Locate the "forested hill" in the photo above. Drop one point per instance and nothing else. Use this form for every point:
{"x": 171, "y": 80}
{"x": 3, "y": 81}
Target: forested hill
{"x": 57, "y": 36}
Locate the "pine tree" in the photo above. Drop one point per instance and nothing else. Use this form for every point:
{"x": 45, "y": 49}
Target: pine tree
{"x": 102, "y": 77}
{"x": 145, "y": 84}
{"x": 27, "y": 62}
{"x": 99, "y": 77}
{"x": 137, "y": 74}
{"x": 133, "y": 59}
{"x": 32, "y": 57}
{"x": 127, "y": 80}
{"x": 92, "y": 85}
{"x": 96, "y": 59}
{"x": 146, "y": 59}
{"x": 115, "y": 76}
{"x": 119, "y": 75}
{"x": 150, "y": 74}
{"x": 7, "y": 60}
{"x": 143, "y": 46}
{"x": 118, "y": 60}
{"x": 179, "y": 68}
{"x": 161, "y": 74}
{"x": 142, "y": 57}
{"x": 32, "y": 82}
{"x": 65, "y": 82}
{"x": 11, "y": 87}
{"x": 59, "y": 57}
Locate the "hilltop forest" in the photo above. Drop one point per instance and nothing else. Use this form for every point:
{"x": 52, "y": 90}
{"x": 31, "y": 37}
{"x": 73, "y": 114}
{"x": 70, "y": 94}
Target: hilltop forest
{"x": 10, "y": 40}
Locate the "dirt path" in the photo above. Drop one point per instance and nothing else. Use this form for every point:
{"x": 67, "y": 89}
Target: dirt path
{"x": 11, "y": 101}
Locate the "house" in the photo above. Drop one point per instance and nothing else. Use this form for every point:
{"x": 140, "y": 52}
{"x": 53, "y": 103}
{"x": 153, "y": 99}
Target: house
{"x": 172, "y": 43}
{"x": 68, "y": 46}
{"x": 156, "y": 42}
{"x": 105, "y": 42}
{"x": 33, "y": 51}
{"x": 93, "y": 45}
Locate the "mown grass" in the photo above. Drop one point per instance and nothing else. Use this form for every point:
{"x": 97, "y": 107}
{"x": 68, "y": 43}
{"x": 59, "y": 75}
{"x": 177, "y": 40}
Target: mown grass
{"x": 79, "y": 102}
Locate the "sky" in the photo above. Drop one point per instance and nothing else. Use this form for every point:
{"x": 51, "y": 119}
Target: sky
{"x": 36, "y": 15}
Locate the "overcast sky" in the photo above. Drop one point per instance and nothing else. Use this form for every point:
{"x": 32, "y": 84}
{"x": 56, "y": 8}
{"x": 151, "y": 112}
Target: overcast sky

REQUIREMENT
Which lines of the material above contain the word "house"? Return each of those lines in full, and treat uppercase and lowercase as different.

COMPLETED TASK
Locate the "house" in the photo above. Drop one point per instance and nothing else. Use this form for every point:
Target: house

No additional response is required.